> **Written exercise**:
Copy out every one of the lines below word for word, changing nothing.

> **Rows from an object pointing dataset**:
========================================
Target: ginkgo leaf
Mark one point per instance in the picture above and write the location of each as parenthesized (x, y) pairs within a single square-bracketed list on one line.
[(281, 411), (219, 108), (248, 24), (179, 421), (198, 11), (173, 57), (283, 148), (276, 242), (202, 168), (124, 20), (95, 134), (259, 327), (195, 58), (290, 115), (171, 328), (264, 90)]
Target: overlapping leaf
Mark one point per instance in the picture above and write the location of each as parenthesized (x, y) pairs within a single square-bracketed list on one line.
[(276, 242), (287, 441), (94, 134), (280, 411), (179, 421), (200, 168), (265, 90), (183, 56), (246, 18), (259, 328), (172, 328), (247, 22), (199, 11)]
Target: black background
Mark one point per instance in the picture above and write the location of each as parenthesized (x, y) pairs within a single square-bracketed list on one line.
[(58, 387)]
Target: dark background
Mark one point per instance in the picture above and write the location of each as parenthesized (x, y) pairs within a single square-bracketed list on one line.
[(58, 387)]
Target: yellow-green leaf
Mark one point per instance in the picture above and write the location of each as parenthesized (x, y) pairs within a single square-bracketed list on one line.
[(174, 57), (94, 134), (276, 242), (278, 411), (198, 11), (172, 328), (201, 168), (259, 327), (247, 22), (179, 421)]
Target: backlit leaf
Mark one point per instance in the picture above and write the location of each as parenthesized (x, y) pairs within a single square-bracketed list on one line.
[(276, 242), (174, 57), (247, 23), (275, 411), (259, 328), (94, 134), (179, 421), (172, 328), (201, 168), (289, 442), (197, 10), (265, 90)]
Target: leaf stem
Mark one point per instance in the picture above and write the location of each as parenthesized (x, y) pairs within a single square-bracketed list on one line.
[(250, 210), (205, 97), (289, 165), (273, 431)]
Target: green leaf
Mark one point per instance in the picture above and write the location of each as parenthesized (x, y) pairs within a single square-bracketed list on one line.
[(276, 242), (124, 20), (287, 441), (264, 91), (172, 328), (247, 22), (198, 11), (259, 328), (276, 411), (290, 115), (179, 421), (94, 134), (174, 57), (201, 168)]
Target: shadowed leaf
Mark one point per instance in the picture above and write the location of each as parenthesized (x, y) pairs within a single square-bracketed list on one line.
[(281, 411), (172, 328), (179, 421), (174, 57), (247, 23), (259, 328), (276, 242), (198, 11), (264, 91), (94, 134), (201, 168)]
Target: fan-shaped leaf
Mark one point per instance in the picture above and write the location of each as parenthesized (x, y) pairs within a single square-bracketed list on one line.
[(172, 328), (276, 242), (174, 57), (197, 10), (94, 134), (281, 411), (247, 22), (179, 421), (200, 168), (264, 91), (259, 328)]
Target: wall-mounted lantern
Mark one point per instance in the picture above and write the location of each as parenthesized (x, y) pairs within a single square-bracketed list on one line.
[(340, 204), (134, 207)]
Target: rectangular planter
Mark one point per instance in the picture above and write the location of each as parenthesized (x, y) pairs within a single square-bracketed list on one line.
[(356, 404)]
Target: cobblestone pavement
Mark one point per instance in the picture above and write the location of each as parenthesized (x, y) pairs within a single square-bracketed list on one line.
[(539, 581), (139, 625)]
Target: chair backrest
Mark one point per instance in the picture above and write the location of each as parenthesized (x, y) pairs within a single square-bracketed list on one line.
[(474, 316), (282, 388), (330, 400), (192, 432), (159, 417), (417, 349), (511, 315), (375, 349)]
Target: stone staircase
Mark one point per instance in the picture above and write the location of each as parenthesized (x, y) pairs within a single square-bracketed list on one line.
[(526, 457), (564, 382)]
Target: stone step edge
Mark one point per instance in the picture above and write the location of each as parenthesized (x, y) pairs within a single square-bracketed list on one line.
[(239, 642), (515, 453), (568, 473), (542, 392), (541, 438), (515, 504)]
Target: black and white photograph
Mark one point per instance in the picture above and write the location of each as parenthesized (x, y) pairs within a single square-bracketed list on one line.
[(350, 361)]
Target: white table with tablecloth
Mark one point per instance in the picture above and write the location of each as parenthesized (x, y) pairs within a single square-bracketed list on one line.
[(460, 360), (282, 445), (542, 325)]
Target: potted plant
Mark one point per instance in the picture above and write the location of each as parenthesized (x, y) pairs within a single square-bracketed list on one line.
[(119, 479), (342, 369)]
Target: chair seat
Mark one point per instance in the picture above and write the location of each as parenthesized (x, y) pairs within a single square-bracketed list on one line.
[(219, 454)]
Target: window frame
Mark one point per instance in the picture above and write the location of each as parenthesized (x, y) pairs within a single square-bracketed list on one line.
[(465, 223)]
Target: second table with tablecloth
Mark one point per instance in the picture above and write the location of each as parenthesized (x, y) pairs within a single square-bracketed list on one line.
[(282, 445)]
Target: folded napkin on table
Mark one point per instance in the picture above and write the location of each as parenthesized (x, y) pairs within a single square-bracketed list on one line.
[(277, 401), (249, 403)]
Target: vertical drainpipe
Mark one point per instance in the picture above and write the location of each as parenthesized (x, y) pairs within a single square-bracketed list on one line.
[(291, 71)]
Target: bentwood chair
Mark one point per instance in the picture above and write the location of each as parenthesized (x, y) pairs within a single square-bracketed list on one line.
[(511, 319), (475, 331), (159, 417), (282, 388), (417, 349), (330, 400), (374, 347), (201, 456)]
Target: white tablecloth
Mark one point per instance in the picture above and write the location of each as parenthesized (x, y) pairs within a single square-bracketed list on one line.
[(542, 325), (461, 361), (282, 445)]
========================================
> **Output**:
Target: ginkgo leaf
Mark one point per instance in the picture above and write the location of each as parenthesized (x, y) pairs within a single square-bracketed list on one line.
[(281, 411), (219, 108), (248, 24), (179, 421), (198, 11), (173, 57), (283, 148), (276, 242), (202, 168), (124, 20), (95, 134), (259, 327), (195, 58), (290, 115), (171, 328), (264, 90)]
Target: overlapping leaf
Mark one point per instance in the picture above and write the location of each as parenthesized (x, y) pairs within a single square-bracketed list on one line.
[(276, 242), (287, 441), (94, 134), (280, 411), (179, 421), (200, 168), (265, 90), (183, 56), (246, 18), (259, 328), (172, 328), (247, 22), (199, 11)]
Target: black background
Mark one point per instance in the picture above and write the location of each as parenthesized (x, y) pairs within a single square-bracketed list on one line.
[(58, 387)]
Target: dark background
Mark one point per instance in the picture above and write the location of each as parenthesized (x, y) pairs within a single square-bracketed list on one line.
[(58, 387)]
Target: yellow-green leaf
Mark one point per instance in the picture above and write the location of each as parenthesized (x, y) pairs within a single square-bracketed list on one line.
[(174, 57), (94, 134), (276, 242), (278, 411), (198, 11), (172, 328), (201, 168), (259, 327), (247, 22), (179, 421)]
Target: backlit leaf
Mark one point per instance in the picture above and write the location of each as parenthesized (x, y) pairs within a single square-bracketed list on one line.
[(276, 242), (174, 57), (247, 23), (275, 411), (259, 328), (94, 134), (179, 421), (172, 328), (201, 168), (289, 442), (197, 10), (265, 90)]
Target: leaf stem
Mark one point per instance in the picture above and write the location of each as parenthesized (x, y) pairs within a single square-bracketed list on one line.
[(250, 210), (205, 97), (289, 165), (273, 431)]
Target: green leaf
Mark one point per instance in the picture above and write the location of each as parenthesized (x, y) pairs within a single square-bracketed list on one line.
[(276, 242), (124, 20), (287, 441), (264, 91), (172, 328), (247, 22), (198, 11), (259, 328), (276, 411), (290, 115), (179, 421), (94, 134), (174, 57), (201, 168)]
Target: shadowed leaf
Mark one point per instance in the picture above and write the location of each as parenthesized (x, y) pairs within a single square-bracketed list on one line.
[(281, 411), (172, 328), (179, 421), (174, 57), (247, 23), (259, 328), (276, 242), (198, 11), (264, 91), (94, 134), (201, 168)]
Target: fan-shaped leaf
Mark one point per instance in the picture above and write the location of each as parenthesized (x, y) pairs within a single square-bracketed list on one line.
[(172, 328), (276, 242), (174, 57), (197, 10), (94, 134), (281, 411), (247, 22), (179, 421), (200, 168), (264, 91), (259, 328)]
Target: wall-mounted lantern
Mark one point per instance in the picture above and write the location of each as parenthesized (x, y) pairs within a single square-bracketed list on one line.
[(340, 204), (134, 207)]
Target: rectangular planter
Mark one point per instance in the picture above and write the location of each as parenthesized (x, y) pairs within a single square-bracketed list on one line.
[(356, 404)]
Target: cobblestone pavement
Mark one point per instance in the picture above and write the location of each as parenthesized (x, y) pairs within a single square-bracketed list on one line.
[(539, 581), (139, 625)]
Target: chair backrest
Mark one point per instance in the picture above and write the location of each as parenthesized (x, y) pairs within a single square-bracketed list on one line.
[(474, 316), (282, 388), (330, 400), (192, 432), (159, 417), (417, 349), (511, 315), (375, 349)]
Target: stone staircase
Mark one point per instance in the picture above and write the location of each as parenthesized (x, y) pairs within a single square-bracketed list on one line.
[(526, 457), (564, 382)]
Target: stone step edge
Mark one point per instance in the picture above and write the location of each as parenthesized (x, y) pairs within a single square-bracketed list on one line.
[(239, 642), (515, 453), (568, 473), (542, 392), (541, 438), (515, 504)]
Target: black and white photograph
Mark one point per instance in the picture above and write the location of each as parenthesized (x, y) pairs within a single square-bracketed list on one line.
[(350, 361)]
Target: white table with tablecloth
Mark one point per instance in the picture above and write the location of each as parenthesized (x, y) pairs within a single square-bracketed list on one line.
[(460, 360), (282, 445), (542, 325)]
Target: potted plant
Mark one point per instance in the picture above and write the location of each as parenthesized (x, y) pairs within a single square-bracketed list on one line.
[(119, 479), (342, 369)]
Target: chair seat
Mark one point per instance in the picture above and write the location of each as parenthesized (x, y) pairs within a single square-bracketed list on one line.
[(219, 454)]
Target: window frame
Mark one point per instance in the picture above and write the location of each as parenthesized (x, y) pairs within a single square-bracketed list on one line.
[(465, 223)]
Target: second table with tablecloth
Mark one point per instance in the picture above and write the location of each as parenthesized (x, y) pairs within a single square-bracketed list on one line.
[(282, 445)]
Target: folded napkin on table
Mark one point per instance in the picture above and write the location of each as parenthesized (x, y) pairs within a single square-bracketed list on one line.
[(277, 401), (249, 403)]
Target: vertical drainpipe
Mark one point per instance in the picture above and write the location of each as parenthesized (x, y) pairs within a single square-bracketed list on one line.
[(291, 71)]
Target: bentwood chair
Mark one point per instance in the picture above and write the location of each as parenthesized (x, y) pairs within a single square-bracketed list on one line.
[(511, 319), (475, 331), (159, 417), (282, 388), (417, 349), (330, 400), (374, 347), (201, 456)]
Target: white tablecloth
Mark one point per instance in the picture above and write the location of each as parenthesized (x, y) pairs within a single square-bracketed list on one line.
[(542, 325), (461, 361), (282, 445)]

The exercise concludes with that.